Reproduce verbatim the passage of the article on violence at schools, starting with "Jamaica College has" and going on through "Quiz championship title.".

Reading text:

-=-=-=-=-

Deep blues at schools
JC boy seen violently boxing schoolmate in video among seven students hit with serious criminal charges in St Andrew Central in recent weeks
AGAINST the backdrop of recent violent incidents involving high schoolers in the Corporate Area a senior police officer has lamented that despite proactive measures, physical altercations including armed fights continue to trend at an alarming rate.
“We are not strangers as members of the organisation [Jamaica Constabulary Force] to treat with these things, but they are getting one too many, and that is what we want to reduce,” head of the St Andrew Central Police Division Acting Senior Superintendent Mark Harris told the Jamaica Observer on Friday, a day after a 16-year-old Jamaica College schoolboy was charged for assaulting a fellow student.
Harris confirmed that the teen was charged with assault occasioning bodily harm and is expected to appear in court sometime next week.
Jamaica College has figured prominently in the headlines in recent times for positive and negative activities. The school captured the Mortimer Geddes Trophy as the boys’ champion at the 2026 ISSA/GraceKennedy Boys’ and Girls’ Athletics Championships in March and days later broke a 39-year drought by capturing the 2026
TVJ Schools’ Challenge Quiz championship title.
But, amidst the celebrations, the school was under scrutiny as news broke about a March 24 incident in which one student was left nursing injuries and another arrested on assault charges.
Then last weekend a now-viral video emerged showing two students assaulting a schoolmate.

-=-=-=-=-

Information supplied:

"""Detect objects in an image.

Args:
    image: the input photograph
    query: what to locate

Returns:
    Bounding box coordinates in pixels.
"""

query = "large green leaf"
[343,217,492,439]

-=-=-=-=-

Task output:
Jamaica College has figured prominently in the headlines in recent times for positive and negative activities. The school captured the Mortimer Geddes Trophy as the boys’ champion at the 2026 ISSA/GraceKennedy Boys’ and Girls’ Athletics Championships in March and days later broke a 39-year drought by capturing the 2026
TVJ Schools’ Challenge Quiz championship title.